They have been emasculated by the circus, the theatre, and the allurements
of the capital, or they are worn out with sickness. Yet even to these men,
if you give them time, their old vigour will return with the preparation
for war. Germany, whence their strength is drawn, is faraway; Britain is
separated only by a strait; the provinces of Gaul and Spain are near; on
either side they can find troops, horses, tribute; they have Italy itself,
and the resources of the capital, and, should they choose themselves to
take the offensive, they have two fleets, and the Illyrian sea open to
them. What good then will our mountain-passes do us? What will be the use
of having protracted the war into another summer? Where are we to find
in the meanwhile money and supplies? Why not rather avail ourselves of
the fact that the legions of Pannonia, which were cheated rather than vanquished,
are hastening to rise again for vengeance, and that the armies of Moesia
have brought us their unimpaired strength? If you reckon the number of
soldiers, rather than that of legions, we have greater strength, and no
vices, for our very humiliation has been most helpful to our discipline.
As for the cavalry, they were not vanquished even on that day; though the
fortune of war was against them, they penetrated the Vitellianist lines.
Two squadrons of Moesian and Pannonian cavalry then broke through the enemy;
now the united standards of sixteen squadrons will bury and overwhelm with
the crash and din and storm of their onset these horses and horsemen that
have forgotten how to fight. Unless any one hinders me, I who suggest will
execute the plan. You, whose fortune never suffered a reverse, may keep
back the legions; the light cohorts will be enough for me. Before long
you will hear that Italy has been opened, and the power of Vitellius shaken.
You will be delighted to follow, and to tread in the footsteps of victory."
[3.3] With flashing eyes, and in the
fierce tones that might be most widely heard (for the centurions and some
of the common soldiers had intruded themselves into the deliberations),
he poured out such a torrent of these and similar words, that he carried
away even the cautious and prudent, while the general voice of the multitude
extolled him as the one man, the one general in the army, and spurned the
inaction of the others. He had raised this reputation for himself at the
very first assembly, when, after Vespasian's letters had been read, he
had not, like many, used ambiguous language, on which he might put this
or that construction as might serve his purpose. It was seen that he openly
committed himself to the cause, and he had therefore greater weight with
the soldiers, as being associated with them in what was either their crime
or their glory.
[3.4] Next to Primus in influence was
Cornelius Fuscus, the procurator. He also had been accustomed to inveigh
mercilessly against Vitellius, and had thus left himself no hope in the
event of defeat. T. Ampius Flavianus, disposed to caution by natural temperament
and advanced years, excited in the soldiers a suspicion that he still remembered
his relationship to Vitellius; and as he had fled when the movement in
the legions began, and had then voluntarily returned, it was believed that
he had sought an opportunity for treachery. Flavianus indeed had left Pannonia,
and had entered Italy, and was out of the way of danger, when his desire
for revolution urged him to resume the title of Legate, and to take part
in the civil strife. Cornelius Fuscus had advised him to this course, not
that he needed the talents of Flavianus, but wishing that a consular name
might clothe with its high prestige the very first movements of the party.

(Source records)
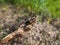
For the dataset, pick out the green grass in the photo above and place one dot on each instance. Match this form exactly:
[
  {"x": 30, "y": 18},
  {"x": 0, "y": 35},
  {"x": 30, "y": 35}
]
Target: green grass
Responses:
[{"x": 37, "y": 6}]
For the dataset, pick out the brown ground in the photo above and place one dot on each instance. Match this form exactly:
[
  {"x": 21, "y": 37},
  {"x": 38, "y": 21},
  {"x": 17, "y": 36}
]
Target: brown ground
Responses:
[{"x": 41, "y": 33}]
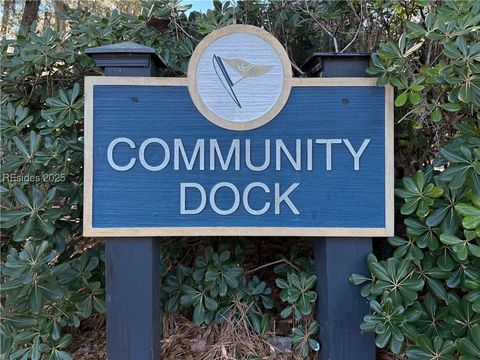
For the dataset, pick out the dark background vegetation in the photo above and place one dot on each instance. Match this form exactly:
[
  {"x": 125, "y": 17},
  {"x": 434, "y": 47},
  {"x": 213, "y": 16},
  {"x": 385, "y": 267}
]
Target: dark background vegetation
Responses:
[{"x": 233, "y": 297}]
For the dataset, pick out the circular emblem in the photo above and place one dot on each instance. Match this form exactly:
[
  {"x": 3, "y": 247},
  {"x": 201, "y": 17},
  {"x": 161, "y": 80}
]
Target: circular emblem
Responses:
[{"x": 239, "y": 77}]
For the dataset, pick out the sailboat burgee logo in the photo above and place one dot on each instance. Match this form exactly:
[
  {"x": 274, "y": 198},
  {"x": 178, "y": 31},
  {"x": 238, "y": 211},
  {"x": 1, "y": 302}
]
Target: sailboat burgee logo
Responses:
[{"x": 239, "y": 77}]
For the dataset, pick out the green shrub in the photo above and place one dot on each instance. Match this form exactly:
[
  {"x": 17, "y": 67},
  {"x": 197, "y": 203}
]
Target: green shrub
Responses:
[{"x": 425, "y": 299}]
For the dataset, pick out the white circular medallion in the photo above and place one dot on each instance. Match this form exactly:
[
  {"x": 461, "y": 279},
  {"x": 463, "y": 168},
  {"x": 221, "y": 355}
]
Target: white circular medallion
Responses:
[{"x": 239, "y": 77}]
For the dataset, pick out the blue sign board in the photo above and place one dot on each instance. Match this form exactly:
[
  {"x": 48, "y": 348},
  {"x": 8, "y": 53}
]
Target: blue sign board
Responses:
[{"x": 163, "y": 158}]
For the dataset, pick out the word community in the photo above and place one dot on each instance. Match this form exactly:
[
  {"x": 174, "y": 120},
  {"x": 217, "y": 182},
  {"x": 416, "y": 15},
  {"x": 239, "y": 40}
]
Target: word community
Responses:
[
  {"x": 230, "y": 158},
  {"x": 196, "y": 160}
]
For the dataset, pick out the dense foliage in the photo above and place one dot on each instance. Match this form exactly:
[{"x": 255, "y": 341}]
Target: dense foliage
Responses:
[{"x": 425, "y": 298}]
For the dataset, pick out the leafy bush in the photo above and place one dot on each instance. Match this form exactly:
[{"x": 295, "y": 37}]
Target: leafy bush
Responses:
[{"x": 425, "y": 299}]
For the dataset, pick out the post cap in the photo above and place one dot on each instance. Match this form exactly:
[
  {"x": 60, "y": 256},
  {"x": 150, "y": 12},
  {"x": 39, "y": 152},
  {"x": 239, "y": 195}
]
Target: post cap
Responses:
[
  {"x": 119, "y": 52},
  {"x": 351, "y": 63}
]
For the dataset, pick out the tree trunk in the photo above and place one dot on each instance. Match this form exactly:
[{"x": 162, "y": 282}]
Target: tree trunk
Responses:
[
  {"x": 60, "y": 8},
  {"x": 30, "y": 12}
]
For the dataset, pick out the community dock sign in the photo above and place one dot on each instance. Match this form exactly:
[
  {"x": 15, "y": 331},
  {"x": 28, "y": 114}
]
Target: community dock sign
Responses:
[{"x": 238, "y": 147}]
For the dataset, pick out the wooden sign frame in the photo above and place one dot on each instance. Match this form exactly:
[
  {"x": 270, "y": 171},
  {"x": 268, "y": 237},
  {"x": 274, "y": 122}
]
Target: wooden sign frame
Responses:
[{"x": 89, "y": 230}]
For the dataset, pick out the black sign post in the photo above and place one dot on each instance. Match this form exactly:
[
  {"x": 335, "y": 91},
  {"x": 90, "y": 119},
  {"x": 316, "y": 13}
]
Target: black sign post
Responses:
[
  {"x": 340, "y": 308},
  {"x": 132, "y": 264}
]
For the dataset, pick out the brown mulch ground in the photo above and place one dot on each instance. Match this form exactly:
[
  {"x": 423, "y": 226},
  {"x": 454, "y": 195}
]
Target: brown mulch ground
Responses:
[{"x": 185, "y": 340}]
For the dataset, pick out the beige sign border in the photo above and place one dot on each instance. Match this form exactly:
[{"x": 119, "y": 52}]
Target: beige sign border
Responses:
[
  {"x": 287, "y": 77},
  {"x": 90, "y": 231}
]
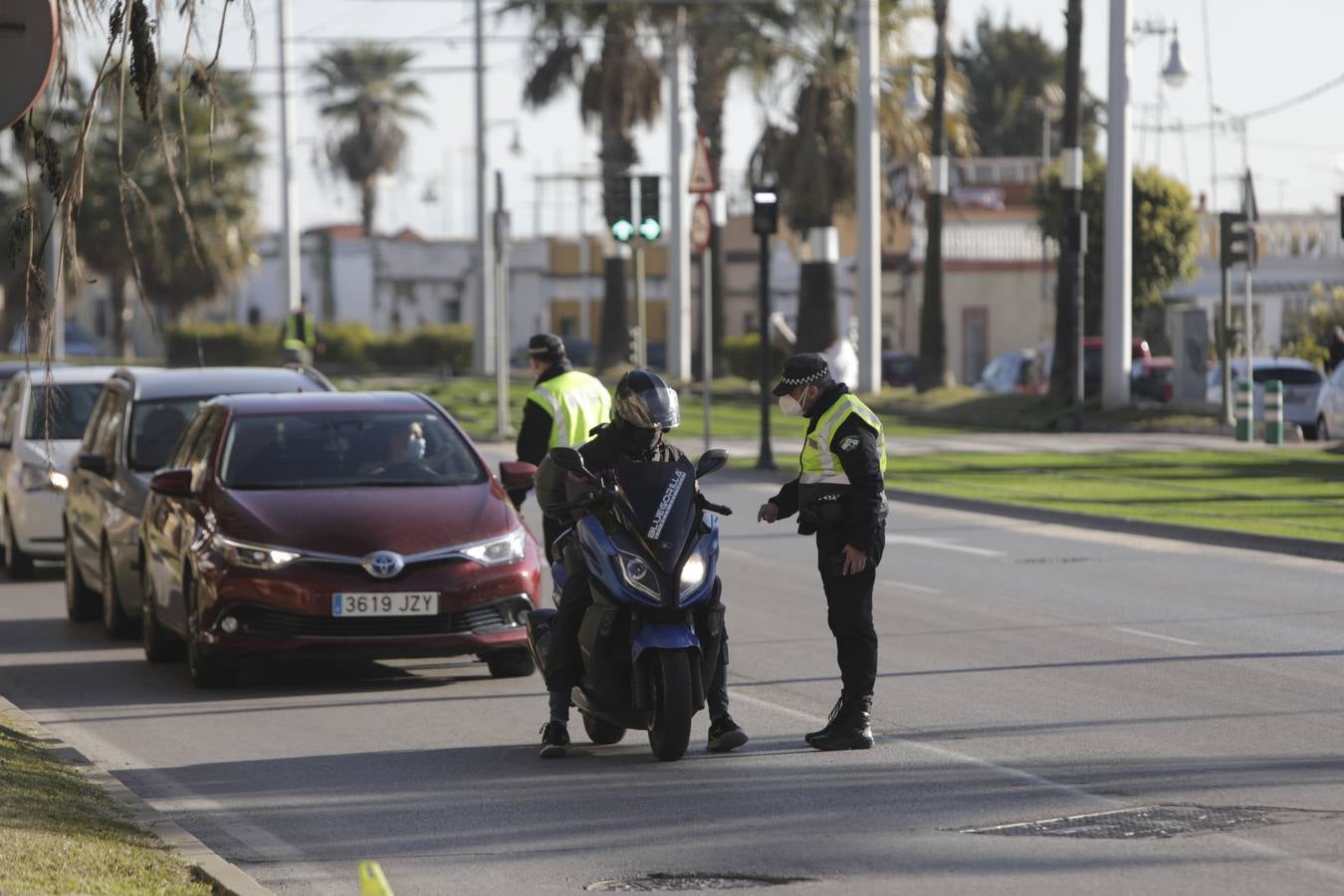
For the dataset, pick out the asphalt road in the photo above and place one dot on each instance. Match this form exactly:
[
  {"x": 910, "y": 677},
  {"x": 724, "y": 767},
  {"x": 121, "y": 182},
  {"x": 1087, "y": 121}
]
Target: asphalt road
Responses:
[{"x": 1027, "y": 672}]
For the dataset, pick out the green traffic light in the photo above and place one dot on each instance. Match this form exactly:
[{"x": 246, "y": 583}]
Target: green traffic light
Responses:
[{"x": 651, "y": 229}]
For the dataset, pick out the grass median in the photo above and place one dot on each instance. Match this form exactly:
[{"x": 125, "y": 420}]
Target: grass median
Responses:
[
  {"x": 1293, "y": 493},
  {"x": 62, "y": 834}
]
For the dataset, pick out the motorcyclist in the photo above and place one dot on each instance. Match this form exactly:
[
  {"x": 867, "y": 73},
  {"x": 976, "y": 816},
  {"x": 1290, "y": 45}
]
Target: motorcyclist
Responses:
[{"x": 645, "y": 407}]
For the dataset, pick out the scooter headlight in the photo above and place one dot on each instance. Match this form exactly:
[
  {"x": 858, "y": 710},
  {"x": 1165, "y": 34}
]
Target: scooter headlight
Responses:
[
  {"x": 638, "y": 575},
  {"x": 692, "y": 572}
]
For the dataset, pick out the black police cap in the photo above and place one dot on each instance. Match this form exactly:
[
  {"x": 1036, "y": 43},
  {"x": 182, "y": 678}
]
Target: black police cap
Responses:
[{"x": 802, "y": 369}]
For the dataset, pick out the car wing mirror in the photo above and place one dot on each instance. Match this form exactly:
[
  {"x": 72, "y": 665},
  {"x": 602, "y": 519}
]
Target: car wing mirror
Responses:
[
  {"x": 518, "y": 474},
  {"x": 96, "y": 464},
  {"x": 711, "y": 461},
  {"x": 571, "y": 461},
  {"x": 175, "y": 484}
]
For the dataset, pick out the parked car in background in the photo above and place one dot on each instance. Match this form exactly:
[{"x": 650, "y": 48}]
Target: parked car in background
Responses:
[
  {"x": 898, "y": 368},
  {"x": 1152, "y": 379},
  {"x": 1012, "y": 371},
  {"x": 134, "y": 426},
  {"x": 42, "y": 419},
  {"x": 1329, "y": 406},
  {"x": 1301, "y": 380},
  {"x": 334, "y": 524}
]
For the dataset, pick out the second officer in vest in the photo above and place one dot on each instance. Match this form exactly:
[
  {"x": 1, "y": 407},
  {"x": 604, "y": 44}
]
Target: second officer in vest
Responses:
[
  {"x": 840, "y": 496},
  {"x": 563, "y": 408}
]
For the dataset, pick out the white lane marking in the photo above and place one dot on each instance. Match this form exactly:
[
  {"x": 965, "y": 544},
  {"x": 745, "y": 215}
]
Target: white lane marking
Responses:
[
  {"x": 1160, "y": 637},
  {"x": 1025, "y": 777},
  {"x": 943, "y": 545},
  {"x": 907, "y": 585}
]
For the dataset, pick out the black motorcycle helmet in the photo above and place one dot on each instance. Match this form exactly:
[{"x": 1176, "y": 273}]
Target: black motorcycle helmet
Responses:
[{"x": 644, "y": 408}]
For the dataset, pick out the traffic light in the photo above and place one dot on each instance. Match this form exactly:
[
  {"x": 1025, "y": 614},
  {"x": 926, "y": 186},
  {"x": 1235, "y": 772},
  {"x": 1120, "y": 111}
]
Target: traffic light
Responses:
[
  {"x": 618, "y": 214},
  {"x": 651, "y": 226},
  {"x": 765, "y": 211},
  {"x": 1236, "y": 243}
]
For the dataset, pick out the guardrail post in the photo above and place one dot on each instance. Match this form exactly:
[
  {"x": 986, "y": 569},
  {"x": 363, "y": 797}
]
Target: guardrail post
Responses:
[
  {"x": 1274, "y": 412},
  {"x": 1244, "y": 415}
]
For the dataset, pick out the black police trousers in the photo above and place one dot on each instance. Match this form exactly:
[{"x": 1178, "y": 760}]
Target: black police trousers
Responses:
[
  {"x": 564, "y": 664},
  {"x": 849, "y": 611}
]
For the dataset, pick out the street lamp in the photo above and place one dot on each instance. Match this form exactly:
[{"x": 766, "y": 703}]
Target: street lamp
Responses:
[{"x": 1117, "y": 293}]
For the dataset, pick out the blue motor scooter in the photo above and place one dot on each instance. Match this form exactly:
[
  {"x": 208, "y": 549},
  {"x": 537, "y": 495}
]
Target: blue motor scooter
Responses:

▶ **WHAT THIS TASK INVOLVES**:
In the passage on Primus and the war council, why did Primus carry greater weight with the soldiers? Answer in one to three sentences. The entries are a separate body of material, apart from the passage.

▶ **THE RESULT**:
At the very first assembly, after Vespasian's letters were read, he did not use ambiguous language that he could later construe to suit his purpose, as many others did. He was seen to commit himself openly to the cause. The soldiers therefore saw him as sharing with them in what would be either their crime or their glory.